── INPUT DATA ──

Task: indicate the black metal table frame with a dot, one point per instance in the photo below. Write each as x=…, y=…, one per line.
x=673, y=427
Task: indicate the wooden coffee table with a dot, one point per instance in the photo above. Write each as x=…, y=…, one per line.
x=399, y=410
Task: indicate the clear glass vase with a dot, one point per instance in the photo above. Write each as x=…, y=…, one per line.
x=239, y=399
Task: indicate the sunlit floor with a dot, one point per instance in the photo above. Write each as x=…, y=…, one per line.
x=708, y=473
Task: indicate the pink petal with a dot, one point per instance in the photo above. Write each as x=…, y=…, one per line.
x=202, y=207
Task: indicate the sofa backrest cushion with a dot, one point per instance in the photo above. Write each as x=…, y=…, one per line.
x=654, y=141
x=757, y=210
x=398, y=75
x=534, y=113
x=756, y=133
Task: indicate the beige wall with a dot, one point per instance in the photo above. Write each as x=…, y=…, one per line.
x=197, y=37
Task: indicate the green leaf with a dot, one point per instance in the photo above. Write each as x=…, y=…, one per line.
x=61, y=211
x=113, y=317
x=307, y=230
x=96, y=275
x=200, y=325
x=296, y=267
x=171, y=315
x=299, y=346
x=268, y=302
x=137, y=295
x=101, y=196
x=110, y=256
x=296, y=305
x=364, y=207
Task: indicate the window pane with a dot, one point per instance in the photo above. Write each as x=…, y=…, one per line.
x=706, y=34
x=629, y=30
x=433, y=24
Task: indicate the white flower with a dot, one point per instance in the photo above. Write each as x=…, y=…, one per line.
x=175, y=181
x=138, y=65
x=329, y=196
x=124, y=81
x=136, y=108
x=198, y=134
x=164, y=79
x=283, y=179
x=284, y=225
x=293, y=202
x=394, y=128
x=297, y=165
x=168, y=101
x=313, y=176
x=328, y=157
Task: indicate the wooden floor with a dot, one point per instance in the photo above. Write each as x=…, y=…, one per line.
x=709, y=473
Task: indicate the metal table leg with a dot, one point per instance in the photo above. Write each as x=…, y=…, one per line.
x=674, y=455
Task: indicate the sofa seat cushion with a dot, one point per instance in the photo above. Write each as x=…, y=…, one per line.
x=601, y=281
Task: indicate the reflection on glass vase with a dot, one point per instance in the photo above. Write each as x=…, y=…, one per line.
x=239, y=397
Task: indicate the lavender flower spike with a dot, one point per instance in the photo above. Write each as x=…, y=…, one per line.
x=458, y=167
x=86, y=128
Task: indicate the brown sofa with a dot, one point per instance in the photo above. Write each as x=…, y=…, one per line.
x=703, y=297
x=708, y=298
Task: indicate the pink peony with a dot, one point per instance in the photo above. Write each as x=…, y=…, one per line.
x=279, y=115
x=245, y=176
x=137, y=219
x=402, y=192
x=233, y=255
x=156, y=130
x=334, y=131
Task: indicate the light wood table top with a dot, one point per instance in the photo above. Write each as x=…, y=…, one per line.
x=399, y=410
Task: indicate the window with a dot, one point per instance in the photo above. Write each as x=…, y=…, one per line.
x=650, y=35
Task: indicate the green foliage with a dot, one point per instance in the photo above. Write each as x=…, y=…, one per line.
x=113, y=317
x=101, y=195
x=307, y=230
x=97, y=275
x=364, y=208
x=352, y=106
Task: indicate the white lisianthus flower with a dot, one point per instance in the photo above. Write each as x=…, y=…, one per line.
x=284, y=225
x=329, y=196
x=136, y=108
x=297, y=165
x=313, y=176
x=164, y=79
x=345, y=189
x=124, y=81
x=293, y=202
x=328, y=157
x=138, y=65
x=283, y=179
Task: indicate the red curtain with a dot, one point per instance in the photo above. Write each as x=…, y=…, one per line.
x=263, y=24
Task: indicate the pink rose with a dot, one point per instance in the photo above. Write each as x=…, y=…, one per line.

───

Word for word, copy out the entries.

Task: indicate the black metal table frame with a dot, one point per instance in the photo below. Write each as x=…, y=…, one per line.
x=673, y=427
Task: indicate the wooden coffee table with a dot, one point per instance in the photo above. Write each as x=…, y=…, one per line.
x=399, y=410
Task: indicate the clear glass vase with a dot, one point per instance in the photo above. Write each as x=…, y=…, one per line.
x=239, y=399
Task: indicate the sunlit floor with a dot, one point per instance in the photo above. Write each as x=…, y=…, one per line.
x=708, y=473
Task: indicate the pink petal with a dot, one point per instance in the photo above. Write each as x=…, y=…, one per line.
x=202, y=207
Task: indicate the sofa backrest cushion with a dot, one point per instance in the photo above. Write each as x=…, y=…, one per line.
x=654, y=141
x=757, y=210
x=398, y=75
x=534, y=113
x=756, y=133
Task: indicate the beige wall with a dot, one point per instance in the photo above. Write each as x=…, y=…, one per line.
x=197, y=37
Task: indicate the green leaf with a dot, one point per instance in the photo above. Write each as x=…, y=…, one per line.
x=61, y=211
x=113, y=317
x=307, y=230
x=96, y=275
x=200, y=325
x=296, y=267
x=171, y=315
x=299, y=346
x=268, y=302
x=137, y=295
x=101, y=196
x=110, y=256
x=296, y=305
x=364, y=207
Task: indicate the window pane with a dot, one point per instance in the photo above. Write each as x=…, y=…, one per line.
x=706, y=34
x=629, y=30
x=433, y=24
Task: indicate the white flower with a dot, one point per instance in the photo above. Write each as x=…, y=…, one per line.
x=175, y=181
x=138, y=65
x=329, y=196
x=124, y=81
x=136, y=108
x=198, y=134
x=164, y=79
x=283, y=179
x=284, y=225
x=293, y=202
x=394, y=128
x=297, y=165
x=168, y=101
x=313, y=176
x=328, y=157
Task: indicate the wooden floor with a dot, one point per instance in the photo above. Write each as x=…, y=…, one per line.
x=709, y=473
Task: indicate the metal table leg with a dot, one point per instance in the photo above. Write each as x=…, y=…, one per line.
x=674, y=455
Task: indicate the sofa seat cushion with a dot, one point per instance in the photo above. Write each as x=…, y=…, one per line.
x=601, y=281
Task: indicate the reflection on glass vase with a dot, one point per instance in the photo above. Write each as x=…, y=…, one per line.
x=239, y=397
Task: indicate the lavender flower spike with a dot, one point per instance in the photo above. Write each as x=…, y=…, one per line.
x=458, y=167
x=86, y=128
Task: indicate the brown sofa with a dot, one point per instance in the photo above. Write each as x=…, y=…, one per line.
x=703, y=297
x=708, y=298
Task: indicate the pink peony with a dot, one point per instance in the photo above. Write each as x=…, y=…, one per line.
x=279, y=115
x=245, y=176
x=137, y=219
x=402, y=192
x=233, y=255
x=156, y=130
x=334, y=131
Task: indicate the light wood table top with a dot, one point per instance in the photo above. Write each as x=…, y=…, one per line.
x=399, y=410
Task: indicate the window with a dot, one point per instance in the photo above. Write each as x=…, y=…, one per line.
x=650, y=35
Task: indicate the green foliage with a dot, one point per instance in the photo above. Write each as x=…, y=…, one per line.
x=113, y=317
x=101, y=195
x=307, y=230
x=97, y=275
x=364, y=208
x=352, y=106
Task: indicate the white lisianthus flower with a dot, one point per instance in the photo above. Write each as x=…, y=…, one per line.
x=284, y=225
x=329, y=196
x=136, y=108
x=297, y=165
x=313, y=176
x=164, y=79
x=345, y=189
x=124, y=81
x=293, y=202
x=328, y=157
x=138, y=65
x=283, y=179
Task: indicate the red curtain with a dot, one point per instance in the photo above. Write each as x=…, y=…, one per line.
x=263, y=24
Task: indicate the pink rose with a dot, one point per instance in the photo above. Write each as x=…, y=…, one per line.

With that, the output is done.